(TEXTAUSZUG):
____
Der Dieselmotor stampft gemächlich vor sich hin. Das Schiff, das sonst von Bremerhaven aus die Pöttetour macht, verlangsamt seine Fahrt. Die Beisetzungsposition ist in Sicht. Ich spreche unter Deck die letzten Worte des Abschiedsrituals. Neben mir die Urne, fest vertäut und ansprechend dekoriert. Gleich wird der Kapitän in der sturm- und wellensicheren Schiebetür erscheinen, die Urne feierlich aus ihrer Verankerung lösen und mit ihr zusammen ans Heck des Schiffes schreiten.

Die Trauergäste, in Gedanken noch bei der Rede und den Erinnerungen, die dadurch wachgerufen werden, wischen sich ein letztes letztes Mal mit ihren Taschentüchern durchs Gesicht. Jetzt kommt der übergroße und besonders schwere Moment des endgültigen Abschieds. Einige schurren unruhig auf ihren Stühlen hin und her. Andere sitzen zusammengesunken da. Schließlich ziehen alle ihre Jacken über und folgen anstandslos dem Kapitän, der sie mit stummem Blick dazu auffordert, ihm hinterher zu gehen.

Kabbeliges Wasser und kräftige Böen begleiten die Trauergäste auf die Plattform des Schiffes, auf der sie sich unter freiem Himmel versammeln. Dunkle Wolkenfetzen wechseln sich mit blauen Abschnitten ab. Das Seebestattungsritual beginnt.
____
Einträge mit Punktannotationen

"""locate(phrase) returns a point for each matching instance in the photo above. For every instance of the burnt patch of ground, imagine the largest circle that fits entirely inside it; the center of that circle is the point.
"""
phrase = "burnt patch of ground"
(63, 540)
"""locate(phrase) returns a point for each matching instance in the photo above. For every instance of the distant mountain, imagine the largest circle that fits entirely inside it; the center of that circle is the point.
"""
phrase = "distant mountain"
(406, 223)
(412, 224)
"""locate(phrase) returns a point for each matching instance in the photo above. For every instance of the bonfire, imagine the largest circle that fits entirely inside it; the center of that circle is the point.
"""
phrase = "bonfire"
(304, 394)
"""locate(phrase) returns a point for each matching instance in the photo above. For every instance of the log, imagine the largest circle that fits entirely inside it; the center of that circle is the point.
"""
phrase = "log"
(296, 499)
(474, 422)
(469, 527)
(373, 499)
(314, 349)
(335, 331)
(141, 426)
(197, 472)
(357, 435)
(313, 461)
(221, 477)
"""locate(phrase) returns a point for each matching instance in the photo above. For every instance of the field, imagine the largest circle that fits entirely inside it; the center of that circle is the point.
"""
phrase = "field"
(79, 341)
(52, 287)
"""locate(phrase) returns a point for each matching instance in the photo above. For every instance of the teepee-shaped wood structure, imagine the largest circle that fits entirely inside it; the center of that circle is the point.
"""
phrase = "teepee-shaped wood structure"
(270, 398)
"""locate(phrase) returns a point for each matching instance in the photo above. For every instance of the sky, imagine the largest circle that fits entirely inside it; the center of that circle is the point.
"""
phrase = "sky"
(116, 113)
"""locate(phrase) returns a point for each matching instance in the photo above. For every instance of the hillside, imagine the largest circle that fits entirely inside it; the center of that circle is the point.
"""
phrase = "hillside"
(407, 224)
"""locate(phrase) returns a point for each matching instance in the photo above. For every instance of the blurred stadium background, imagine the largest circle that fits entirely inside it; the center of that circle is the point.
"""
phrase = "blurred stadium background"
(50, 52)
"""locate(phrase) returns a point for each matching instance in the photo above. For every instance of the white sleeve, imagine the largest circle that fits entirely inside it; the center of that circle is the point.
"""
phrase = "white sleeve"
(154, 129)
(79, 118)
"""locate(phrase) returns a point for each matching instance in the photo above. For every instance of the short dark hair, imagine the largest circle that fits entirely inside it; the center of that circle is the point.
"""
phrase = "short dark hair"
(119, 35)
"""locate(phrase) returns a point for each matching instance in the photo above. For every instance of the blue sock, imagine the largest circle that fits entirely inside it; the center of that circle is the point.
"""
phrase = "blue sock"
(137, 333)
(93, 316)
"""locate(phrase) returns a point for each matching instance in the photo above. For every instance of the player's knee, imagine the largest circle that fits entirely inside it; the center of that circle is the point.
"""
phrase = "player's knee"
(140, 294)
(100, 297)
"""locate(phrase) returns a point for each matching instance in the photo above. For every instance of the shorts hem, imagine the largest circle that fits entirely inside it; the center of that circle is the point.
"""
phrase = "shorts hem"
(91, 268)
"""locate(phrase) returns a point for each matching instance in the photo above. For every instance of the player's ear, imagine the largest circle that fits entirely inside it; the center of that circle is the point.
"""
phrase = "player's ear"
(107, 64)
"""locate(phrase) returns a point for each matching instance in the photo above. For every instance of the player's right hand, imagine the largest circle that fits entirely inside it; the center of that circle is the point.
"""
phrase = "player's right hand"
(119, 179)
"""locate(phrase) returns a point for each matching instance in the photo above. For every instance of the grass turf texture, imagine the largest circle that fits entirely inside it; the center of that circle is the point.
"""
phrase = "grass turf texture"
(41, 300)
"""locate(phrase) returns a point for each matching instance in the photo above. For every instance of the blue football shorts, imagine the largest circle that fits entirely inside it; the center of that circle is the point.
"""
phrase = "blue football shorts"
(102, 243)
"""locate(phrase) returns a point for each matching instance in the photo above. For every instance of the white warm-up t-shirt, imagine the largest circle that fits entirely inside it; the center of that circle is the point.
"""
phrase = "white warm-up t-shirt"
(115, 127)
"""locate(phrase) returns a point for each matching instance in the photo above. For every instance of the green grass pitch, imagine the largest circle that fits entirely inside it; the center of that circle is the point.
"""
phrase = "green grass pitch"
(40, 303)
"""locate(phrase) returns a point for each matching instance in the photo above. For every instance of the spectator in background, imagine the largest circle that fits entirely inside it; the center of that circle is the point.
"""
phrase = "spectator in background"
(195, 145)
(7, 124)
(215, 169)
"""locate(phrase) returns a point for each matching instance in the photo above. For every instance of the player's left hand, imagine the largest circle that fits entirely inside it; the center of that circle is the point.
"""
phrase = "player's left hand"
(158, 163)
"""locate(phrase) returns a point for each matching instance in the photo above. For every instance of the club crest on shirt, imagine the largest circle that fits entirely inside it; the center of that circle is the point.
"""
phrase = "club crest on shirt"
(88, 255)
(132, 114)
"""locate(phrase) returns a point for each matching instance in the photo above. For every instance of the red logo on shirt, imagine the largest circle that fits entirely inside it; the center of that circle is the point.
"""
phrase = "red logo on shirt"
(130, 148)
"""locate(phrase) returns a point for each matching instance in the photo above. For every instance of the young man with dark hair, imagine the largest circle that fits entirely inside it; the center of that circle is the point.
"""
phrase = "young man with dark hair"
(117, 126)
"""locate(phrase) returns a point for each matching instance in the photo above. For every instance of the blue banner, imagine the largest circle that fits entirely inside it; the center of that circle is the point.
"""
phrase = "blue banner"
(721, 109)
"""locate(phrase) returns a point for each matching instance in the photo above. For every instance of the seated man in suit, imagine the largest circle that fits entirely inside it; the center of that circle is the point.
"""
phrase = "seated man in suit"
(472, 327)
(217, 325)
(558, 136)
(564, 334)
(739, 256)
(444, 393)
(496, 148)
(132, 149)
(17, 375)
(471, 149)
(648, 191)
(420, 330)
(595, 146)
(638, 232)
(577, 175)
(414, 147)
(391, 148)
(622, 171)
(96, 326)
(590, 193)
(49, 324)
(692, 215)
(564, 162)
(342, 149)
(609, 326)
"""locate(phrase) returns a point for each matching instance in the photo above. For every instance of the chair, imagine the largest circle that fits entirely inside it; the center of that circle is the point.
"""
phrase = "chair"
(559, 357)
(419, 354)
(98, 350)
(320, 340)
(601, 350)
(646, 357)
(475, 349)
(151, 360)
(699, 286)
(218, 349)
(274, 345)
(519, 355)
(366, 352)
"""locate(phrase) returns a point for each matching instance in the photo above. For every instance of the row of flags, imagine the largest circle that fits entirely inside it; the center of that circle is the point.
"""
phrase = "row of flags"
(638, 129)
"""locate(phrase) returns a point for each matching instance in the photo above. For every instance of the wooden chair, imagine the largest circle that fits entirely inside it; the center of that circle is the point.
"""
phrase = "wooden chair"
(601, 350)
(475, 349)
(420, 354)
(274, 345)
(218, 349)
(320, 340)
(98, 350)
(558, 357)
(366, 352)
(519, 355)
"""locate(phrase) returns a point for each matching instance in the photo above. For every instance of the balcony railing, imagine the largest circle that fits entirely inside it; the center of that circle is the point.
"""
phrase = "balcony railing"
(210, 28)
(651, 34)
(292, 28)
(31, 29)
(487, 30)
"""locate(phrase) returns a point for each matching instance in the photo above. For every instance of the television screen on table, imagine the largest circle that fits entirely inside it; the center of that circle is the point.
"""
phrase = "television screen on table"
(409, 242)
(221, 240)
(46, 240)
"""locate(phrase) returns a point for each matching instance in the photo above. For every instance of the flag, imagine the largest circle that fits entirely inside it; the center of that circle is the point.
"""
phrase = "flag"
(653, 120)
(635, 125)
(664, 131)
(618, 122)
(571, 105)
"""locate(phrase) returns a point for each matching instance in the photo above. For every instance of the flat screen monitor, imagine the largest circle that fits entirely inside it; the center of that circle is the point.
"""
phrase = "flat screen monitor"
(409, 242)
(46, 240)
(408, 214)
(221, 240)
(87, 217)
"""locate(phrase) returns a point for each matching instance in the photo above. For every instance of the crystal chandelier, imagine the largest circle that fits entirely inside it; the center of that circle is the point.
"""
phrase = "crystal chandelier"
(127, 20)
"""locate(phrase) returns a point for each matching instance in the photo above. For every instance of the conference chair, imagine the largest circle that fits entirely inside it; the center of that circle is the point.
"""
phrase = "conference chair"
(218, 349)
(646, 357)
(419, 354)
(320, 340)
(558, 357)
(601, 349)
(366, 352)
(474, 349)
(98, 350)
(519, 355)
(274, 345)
____
(AUFGABENSTELLUNG):
1) Gib aus dem Text zur Seebestattung den Abschnitt von "Der Dieselmotor stampft" bis "des Schiffes schreiten." unverändert wieder.
2) Liste alle Handlungen auf, die der Kapitän laut dem ersten Absatz des Textes zur Seebestattung gleich ausführen wird.
3) Knüpfe an den letzten Satz des Textes zur Seebestattung an und schreibe ihn weiter.

(GEGEBENE ANTWORTEN):
1)
Der Dieselmotor stampft gemächlich vor sich hin. Das Schiff, das sonst von Bremerhaven aus die Pöttetour macht, verlangsamt seine Fahrt. Die Beisetzungsposition ist in Sicht. Ich spreche unter Deck die letzten Worte des Abschiedsrituals. Neben mir die Urne, fest vertäut und ansprechend dekoriert. Gleich wird der Kapitän in der sturm- und wellensicheren Schiebetür erscheinen, die Urne feierlich aus ihrer Verankerung lösen und mit ihr zusammen ans Heck des Schiffes schreiten.

2)
- in der sturm- und wellensicheren Schiebetür erscheinen
- die Urne feierlich aus ihrer Verankerung lösen
- mit der Urne zusammen ans Heck des Schiffes schreiten

3)
Der Kapitän liest seine vorbestimmten Worte. Wie es das Ritual verlangt, schlägt er die Schiffsglocke an und schon wird die Urne zu Wasser gelassen. Schwer ist sie, so eine Wasserurne. Mindestens fünf Kilo muss sie wiegen, damit sie schnell versinkt und nicht versehentlich auf ihrem Weg zum Meeresboden einem Fischerboot ins Netz gerät. Außerdem ist sie aus einem Material gefertigt, das sich innerhalb kürzester Zeit auflöst.

Tränen fließen, der Moment ist hochemotional, Blumen fliegen hinterher. Längst ist die Urne gesunken, aber der Kranz schwimmt oben. Er ist zu sehen und verschwindet. Und ist zu sehen und verschwindet auf den Bergen und in den Tälern, die das Wasser bildet. Die einzelnen Blüten leuchten hier und da zwischen den Wellen.

Der Schiffsmotor springt an und das Schiff beginnt, immer größer werdende Runden um die Beisetzungsstelle zu ziehen. Eine riesige Welle schwappt von Steuerbord. Nun sind nicht nur die Gesichter nass von Tränen. Auch die Rücken der Trauergäste in ihren regentauglichen Jacken glänzen vor Feuchtigkeit und so manche Frisur ist dem Salzwasser zum Opfer gefallen. Es scheint niemanden zu stören.

Das Schiff hat inzwischen den maximalen Durchmesser der vorgeschriebenen spiralförmigen Bahnen erreicht und dreht ab Richtung Hafen, wo es anderthalb Stunden später bei Dämmerung einlaufen wird.

Die Menschen an Bord entspannen sich. Getränke und Schnittchen tun ihr Übriges, um die letzten Tränen zu trocknen und ein Stück Normalität einkehren zu lassen, selbst wenn das Leben so unnormal ist, wie lange nicht mehr. Windzerzaust, tränengeschüttelt und gleichzeitig irgendwie erleichtert verlassen sie das Schiff, das am nächsten Vormittag zur nächsten Pöttetour ausläuft.

So geschehen am Samstag, 5. September, wo ich zusammen mit einer Trauergesellschaft um 17.30 Uhr von Bremerhaven aus auf der MS Geestemünde zu einer Seebestattung aufgebrochen bin. Ich weiß nicht, ob ich selbst so bestattet werden möchte, wenn ich mal gestorben sein werde. Aber es hat was. Eine starke Symbolkraft. Und für Menschen, die das Wasser lieben, eine echte Alternative.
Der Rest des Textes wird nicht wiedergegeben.